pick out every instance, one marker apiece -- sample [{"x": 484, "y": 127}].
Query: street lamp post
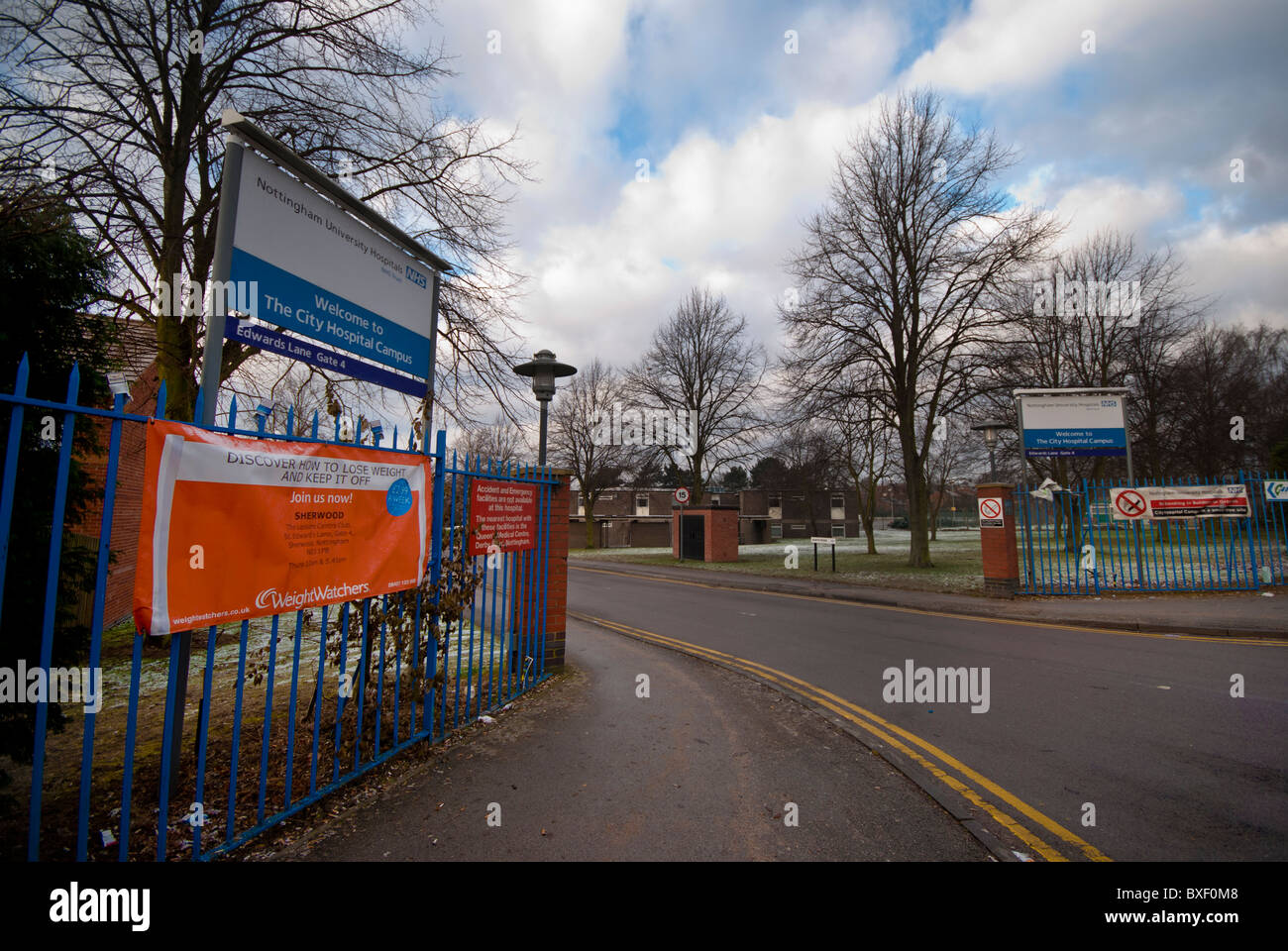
[
  {"x": 991, "y": 428},
  {"x": 544, "y": 369}
]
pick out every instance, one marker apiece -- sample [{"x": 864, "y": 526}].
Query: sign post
[
  {"x": 323, "y": 286},
  {"x": 682, "y": 496}
]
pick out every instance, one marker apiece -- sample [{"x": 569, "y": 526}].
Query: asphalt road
[
  {"x": 587, "y": 768},
  {"x": 1141, "y": 727}
]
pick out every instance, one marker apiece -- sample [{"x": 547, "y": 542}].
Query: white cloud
[
  {"x": 1006, "y": 44},
  {"x": 1098, "y": 204},
  {"x": 1243, "y": 270}
]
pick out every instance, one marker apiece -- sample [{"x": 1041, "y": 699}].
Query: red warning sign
[
  {"x": 1128, "y": 504},
  {"x": 503, "y": 514}
]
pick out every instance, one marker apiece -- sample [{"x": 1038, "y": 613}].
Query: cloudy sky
[{"x": 738, "y": 136}]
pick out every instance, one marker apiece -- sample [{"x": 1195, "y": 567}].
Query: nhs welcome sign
[
  {"x": 1073, "y": 425},
  {"x": 323, "y": 274}
]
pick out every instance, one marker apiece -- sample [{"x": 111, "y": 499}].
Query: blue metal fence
[
  {"x": 1073, "y": 545},
  {"x": 406, "y": 669}
]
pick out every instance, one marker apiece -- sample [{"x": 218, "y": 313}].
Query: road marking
[
  {"x": 1260, "y": 642},
  {"x": 855, "y": 714}
]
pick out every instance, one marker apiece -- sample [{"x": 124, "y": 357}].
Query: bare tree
[
  {"x": 1099, "y": 339},
  {"x": 700, "y": 361},
  {"x": 581, "y": 422},
  {"x": 500, "y": 442},
  {"x": 1231, "y": 405},
  {"x": 119, "y": 105},
  {"x": 951, "y": 453},
  {"x": 896, "y": 266},
  {"x": 866, "y": 448}
]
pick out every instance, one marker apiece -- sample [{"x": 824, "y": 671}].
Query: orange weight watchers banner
[{"x": 236, "y": 527}]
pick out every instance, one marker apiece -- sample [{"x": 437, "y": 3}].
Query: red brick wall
[
  {"x": 1001, "y": 555},
  {"x": 721, "y": 535},
  {"x": 127, "y": 510}
]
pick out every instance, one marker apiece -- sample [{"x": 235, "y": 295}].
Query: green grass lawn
[{"x": 956, "y": 557}]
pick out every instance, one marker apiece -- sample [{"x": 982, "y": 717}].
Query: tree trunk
[
  {"x": 918, "y": 512},
  {"x": 868, "y": 514}
]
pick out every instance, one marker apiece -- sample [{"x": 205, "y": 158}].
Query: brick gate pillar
[
  {"x": 997, "y": 539},
  {"x": 557, "y": 570}
]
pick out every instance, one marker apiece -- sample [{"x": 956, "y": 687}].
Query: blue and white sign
[
  {"x": 1073, "y": 425},
  {"x": 325, "y": 274},
  {"x": 310, "y": 354}
]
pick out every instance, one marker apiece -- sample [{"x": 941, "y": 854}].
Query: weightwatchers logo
[{"x": 273, "y": 598}]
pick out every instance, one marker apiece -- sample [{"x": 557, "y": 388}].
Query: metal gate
[
  {"x": 1073, "y": 545},
  {"x": 281, "y": 710}
]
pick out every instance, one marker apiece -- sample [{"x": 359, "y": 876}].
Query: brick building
[{"x": 642, "y": 517}]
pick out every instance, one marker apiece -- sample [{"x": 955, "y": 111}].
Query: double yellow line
[
  {"x": 890, "y": 733},
  {"x": 979, "y": 619}
]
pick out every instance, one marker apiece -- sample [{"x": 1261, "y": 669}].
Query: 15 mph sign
[{"x": 991, "y": 513}]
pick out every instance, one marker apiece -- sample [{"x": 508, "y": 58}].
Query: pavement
[
  {"x": 1237, "y": 613},
  {"x": 708, "y": 766}
]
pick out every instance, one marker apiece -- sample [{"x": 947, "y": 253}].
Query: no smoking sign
[
  {"x": 1128, "y": 504},
  {"x": 991, "y": 513}
]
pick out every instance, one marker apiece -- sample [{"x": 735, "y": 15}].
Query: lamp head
[
  {"x": 991, "y": 428},
  {"x": 544, "y": 370}
]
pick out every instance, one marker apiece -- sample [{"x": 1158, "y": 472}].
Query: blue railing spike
[{"x": 20, "y": 384}]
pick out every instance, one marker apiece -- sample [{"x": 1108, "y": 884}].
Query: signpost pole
[
  {"x": 1022, "y": 497},
  {"x": 428, "y": 415},
  {"x": 211, "y": 360},
  {"x": 220, "y": 266},
  {"x": 1136, "y": 531}
]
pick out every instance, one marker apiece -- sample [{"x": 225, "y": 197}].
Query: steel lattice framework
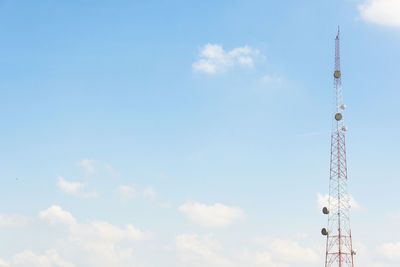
[{"x": 339, "y": 250}]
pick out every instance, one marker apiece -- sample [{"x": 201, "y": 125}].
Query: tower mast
[{"x": 339, "y": 248}]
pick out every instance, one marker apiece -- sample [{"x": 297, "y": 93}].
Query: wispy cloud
[
  {"x": 12, "y": 220},
  {"x": 74, "y": 188},
  {"x": 125, "y": 192},
  {"x": 149, "y": 193},
  {"x": 88, "y": 165},
  {"x": 382, "y": 12},
  {"x": 217, "y": 215},
  {"x": 214, "y": 59},
  {"x": 196, "y": 248}
]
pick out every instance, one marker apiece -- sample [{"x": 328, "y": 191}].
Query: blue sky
[{"x": 178, "y": 133}]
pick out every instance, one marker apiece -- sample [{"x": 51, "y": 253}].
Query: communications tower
[{"x": 339, "y": 248}]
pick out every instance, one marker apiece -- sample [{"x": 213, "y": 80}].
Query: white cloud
[
  {"x": 214, "y": 59},
  {"x": 390, "y": 251},
  {"x": 94, "y": 243},
  {"x": 125, "y": 192},
  {"x": 149, "y": 192},
  {"x": 271, "y": 79},
  {"x": 290, "y": 251},
  {"x": 260, "y": 258},
  {"x": 199, "y": 248},
  {"x": 4, "y": 263},
  {"x": 88, "y": 165},
  {"x": 323, "y": 201},
  {"x": 69, "y": 187},
  {"x": 217, "y": 215},
  {"x": 74, "y": 188},
  {"x": 49, "y": 259},
  {"x": 96, "y": 230},
  {"x": 12, "y": 220},
  {"x": 382, "y": 12},
  {"x": 55, "y": 215}
]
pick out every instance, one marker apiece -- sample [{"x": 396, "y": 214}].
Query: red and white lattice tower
[{"x": 339, "y": 248}]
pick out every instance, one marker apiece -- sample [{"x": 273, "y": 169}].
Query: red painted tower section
[{"x": 339, "y": 248}]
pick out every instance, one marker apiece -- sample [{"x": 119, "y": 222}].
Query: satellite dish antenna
[{"x": 338, "y": 116}]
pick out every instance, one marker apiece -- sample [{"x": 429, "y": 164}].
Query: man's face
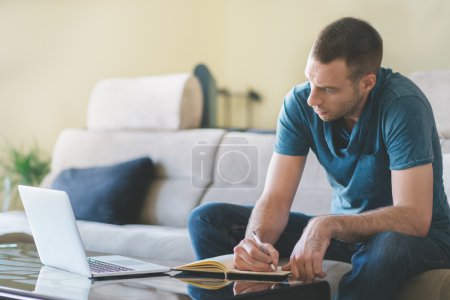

§ §

= TASK REQUIREMENTS =
Repeat each entry exactly as given; no pictures belong in the copy.

= ANSWER SECTION =
pick out every instance, one marker apiece -- sample [{"x": 484, "y": 127}].
Query: street lamp post
[
  {"x": 991, "y": 428},
  {"x": 544, "y": 369}
]
pick out every instance, one marker apiece -- sample [{"x": 864, "y": 526}].
Query: sign post
[
  {"x": 323, "y": 286},
  {"x": 682, "y": 496}
]
pick out every instance, one marker apiece -- sample [{"x": 569, "y": 526}].
Query: asphalt road
[
  {"x": 587, "y": 768},
  {"x": 1141, "y": 727}
]
pick out every instance, one marker apiece -- sample [{"x": 547, "y": 542}].
Query: white cloud
[
  {"x": 1006, "y": 44},
  {"x": 1098, "y": 204},
  {"x": 1243, "y": 270}
]
pick out every instance, one marker apiece -- sample [{"x": 1041, "y": 699}].
Query: red warning sign
[
  {"x": 1128, "y": 504},
  {"x": 503, "y": 514}
]
pick out every instance, one marker apiece -- sample [{"x": 1038, "y": 613}].
Query: cloudy sky
[{"x": 738, "y": 136}]
pick out every instance, one marker apiece -- sample [{"x": 1195, "y": 567}].
Query: nhs welcome sign
[
  {"x": 1073, "y": 425},
  {"x": 323, "y": 274}
]
pick out every instance, one marker apiece -- sample [{"x": 111, "y": 499}].
Query: blue metal fence
[
  {"x": 1073, "y": 545},
  {"x": 406, "y": 669}
]
pick out every instance, one marker apiece -- sample [{"x": 218, "y": 313}].
Query: road marking
[
  {"x": 1260, "y": 642},
  {"x": 855, "y": 714}
]
pick out every instance, one marker apiece -- sample [{"x": 124, "y": 357}].
Query: bare tree
[
  {"x": 1099, "y": 339},
  {"x": 700, "y": 361},
  {"x": 581, "y": 422},
  {"x": 500, "y": 442},
  {"x": 1231, "y": 405},
  {"x": 119, "y": 105},
  {"x": 951, "y": 453},
  {"x": 896, "y": 266},
  {"x": 866, "y": 448}
]
pick out every instance, one marker apiece -- sample [{"x": 824, "y": 671}].
Query: orange weight watchers banner
[{"x": 236, "y": 527}]
pick out every instance, one marker apiece -- sample [{"x": 437, "y": 3}].
Query: red brick wall
[
  {"x": 1001, "y": 555},
  {"x": 721, "y": 535},
  {"x": 127, "y": 510}
]
pick out every instance, one marker apiece -- sample [{"x": 235, "y": 295}].
Query: green grass lawn
[{"x": 956, "y": 557}]
pick out every instance, one marker apiece -- sample [{"x": 982, "y": 717}].
Query: tree trunk
[
  {"x": 918, "y": 512},
  {"x": 868, "y": 514}
]
pick out every instance, one marker apiece -- sample [{"x": 205, "y": 158}].
Query: brick gate pillar
[
  {"x": 997, "y": 539},
  {"x": 557, "y": 570}
]
pick out every instance, one marker apiece -- sample [{"x": 956, "y": 687}].
Query: blue and white sign
[
  {"x": 1073, "y": 425},
  {"x": 325, "y": 274},
  {"x": 310, "y": 354}
]
pick out every instance, one marker apiece -- sample [{"x": 941, "y": 854}].
Query: weightwatchers logo
[{"x": 273, "y": 598}]
pick out every instance, one marker apiece -- sample [{"x": 557, "y": 388}].
Query: metal gate
[
  {"x": 1073, "y": 545},
  {"x": 281, "y": 710}
]
pick out every instance, one marker apiece -- sample [{"x": 359, "y": 876}].
Query: brick building
[{"x": 642, "y": 517}]
pick out every instance, one marker apiece -- sample [{"x": 955, "y": 111}].
Query: double yellow line
[
  {"x": 890, "y": 733},
  {"x": 979, "y": 619}
]
pick out every instance, one marker apiece -- sample [{"x": 1261, "y": 669}].
Query: 15 mph sign
[{"x": 991, "y": 513}]
pick out every instance, one marker apiece -- sample [{"x": 508, "y": 58}].
Query: pavement
[
  {"x": 1237, "y": 613},
  {"x": 708, "y": 766}
]
pick out every instance, one marker apiece -- sample [{"x": 947, "y": 253}].
Query: no smoking sign
[
  {"x": 1128, "y": 504},
  {"x": 991, "y": 513}
]
pick out every instance, one marker apiece -- sample [{"x": 735, "y": 15}].
Query: lamp head
[
  {"x": 991, "y": 428},
  {"x": 544, "y": 370}
]
pick out every instance, one marker apiece -- sample [{"x": 1158, "y": 472}].
Query: blue railing spike
[{"x": 20, "y": 384}]
pick out every instance, one marker apiece -- sample [{"x": 1108, "y": 884}].
Query: signpost pole
[
  {"x": 1022, "y": 497},
  {"x": 428, "y": 415},
  {"x": 211, "y": 360},
  {"x": 220, "y": 266},
  {"x": 1136, "y": 531}
]
pick out every instance, one marker apiece -- sample [{"x": 225, "y": 197}].
Query: steel lattice framework
[{"x": 339, "y": 250}]
pick out every instance, one marker apiece -- sample [{"x": 201, "y": 125}].
Query: tower mast
[{"x": 339, "y": 248}]
pick out every instance, one marker apiece -- sample [{"x": 297, "y": 93}].
Query: wispy cloud
[
  {"x": 12, "y": 220},
  {"x": 74, "y": 188},
  {"x": 125, "y": 192},
  {"x": 149, "y": 193},
  {"x": 88, "y": 165},
  {"x": 382, "y": 12},
  {"x": 217, "y": 215},
  {"x": 214, "y": 59},
  {"x": 196, "y": 248}
]
pick out every instance, one marker apiece -- sample [{"x": 328, "y": 191}].
Query: blue sky
[{"x": 178, "y": 133}]
pick out every instance, one marker apiece -- sample [{"x": 51, "y": 253}].
Query: communications tower
[{"x": 339, "y": 248}]
pick out every instance, one marker apiece -- sample [{"x": 213, "y": 80}].
Query: white cloud
[
  {"x": 214, "y": 59},
  {"x": 390, "y": 251},
  {"x": 94, "y": 243},
  {"x": 125, "y": 192},
  {"x": 149, "y": 192},
  {"x": 271, "y": 79},
  {"x": 290, "y": 251},
  {"x": 260, "y": 258},
  {"x": 199, "y": 248},
  {"x": 4, "y": 263},
  {"x": 88, "y": 165},
  {"x": 323, "y": 201},
  {"x": 69, "y": 187},
  {"x": 217, "y": 215},
  {"x": 74, "y": 188},
  {"x": 49, "y": 259},
  {"x": 96, "y": 230},
  {"x": 12, "y": 220},
  {"x": 382, "y": 12},
  {"x": 55, "y": 215}
]
pick out every instance, one marker apiece -- sample [{"x": 396, "y": 214}].
Query: red and white lattice tower
[{"x": 339, "y": 248}]
pick out every instance, one marker apiece -- sample [{"x": 273, "y": 169}].
Query: red painted tower section
[{"x": 339, "y": 248}]
pick out every instance, one marker apiece -- sample [{"x": 119, "y": 222}].
Query: satellite dish antenna
[{"x": 338, "y": 116}]
pick out every instance, one marker apiece -- sample [{"x": 429, "y": 164}].
Query: man's face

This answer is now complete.